* Exercise aim *
Swap "submerged leaf" for "floating leaf" throughout the records below, leaving everything else the same.

------------------------

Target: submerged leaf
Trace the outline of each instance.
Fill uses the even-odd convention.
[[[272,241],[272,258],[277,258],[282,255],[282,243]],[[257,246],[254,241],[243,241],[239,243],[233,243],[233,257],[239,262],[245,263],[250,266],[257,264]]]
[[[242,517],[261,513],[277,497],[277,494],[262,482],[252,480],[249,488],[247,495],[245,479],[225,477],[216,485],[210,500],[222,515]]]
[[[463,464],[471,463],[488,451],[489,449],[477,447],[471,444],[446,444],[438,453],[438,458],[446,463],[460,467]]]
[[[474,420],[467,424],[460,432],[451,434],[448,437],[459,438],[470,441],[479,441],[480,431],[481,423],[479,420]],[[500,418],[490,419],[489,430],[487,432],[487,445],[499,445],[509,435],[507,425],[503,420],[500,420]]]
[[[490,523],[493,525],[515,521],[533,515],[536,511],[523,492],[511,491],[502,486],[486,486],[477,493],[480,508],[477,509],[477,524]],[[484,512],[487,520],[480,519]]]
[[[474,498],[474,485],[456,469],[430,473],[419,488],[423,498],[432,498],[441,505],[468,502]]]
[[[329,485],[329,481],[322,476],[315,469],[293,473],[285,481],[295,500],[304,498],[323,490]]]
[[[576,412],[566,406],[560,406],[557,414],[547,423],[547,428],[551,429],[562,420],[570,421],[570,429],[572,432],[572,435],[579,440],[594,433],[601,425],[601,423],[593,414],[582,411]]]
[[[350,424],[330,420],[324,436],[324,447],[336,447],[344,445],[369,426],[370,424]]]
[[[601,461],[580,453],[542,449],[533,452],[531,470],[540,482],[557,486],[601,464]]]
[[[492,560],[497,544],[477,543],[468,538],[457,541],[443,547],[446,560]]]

------------------------

* Solution for this exercise *
Target: floating leaf
Trace the outline of each instance.
Fill uses the even-odd convention.
[[[272,241],[272,258],[277,258],[282,255],[282,243]],[[257,246],[254,241],[243,241],[239,243],[233,243],[233,257],[239,262],[245,263],[250,266],[257,264]]]
[[[242,517],[261,513],[277,497],[277,494],[262,482],[252,480],[249,488],[247,495],[245,479],[225,477],[216,485],[210,500],[222,515]]]
[[[463,464],[471,463],[488,451],[489,449],[477,447],[471,444],[446,444],[438,453],[438,458],[446,463],[460,467]]]
[[[474,420],[467,424],[460,432],[451,434],[448,437],[459,438],[470,441],[479,441],[480,431],[481,423],[479,420]],[[500,418],[490,419],[489,430],[487,432],[487,445],[499,445],[509,435],[507,425],[503,420],[500,420]]]
[[[490,523],[493,525],[515,521],[533,515],[536,511],[523,492],[511,491],[502,486],[486,486],[477,493],[480,508],[477,509],[477,524]],[[484,512],[487,520],[480,519]]]
[[[474,498],[474,485],[456,469],[430,473],[419,488],[423,498],[432,498],[441,505],[468,502]]]
[[[329,485],[329,481],[322,476],[315,469],[293,473],[285,481],[295,500],[304,498],[323,490]]]
[[[576,412],[566,406],[560,406],[557,414],[547,423],[547,428],[551,429],[562,420],[570,421],[570,429],[572,432],[572,435],[579,440],[594,433],[601,425],[601,423],[593,414],[582,411]]]
[[[350,424],[330,420],[324,436],[324,447],[336,447],[344,445],[369,426],[370,424]]]
[[[601,461],[580,453],[542,449],[533,452],[531,470],[540,482],[557,486],[601,464]]]
[[[492,560],[497,544],[477,543],[468,538],[457,541],[443,547],[446,560]]]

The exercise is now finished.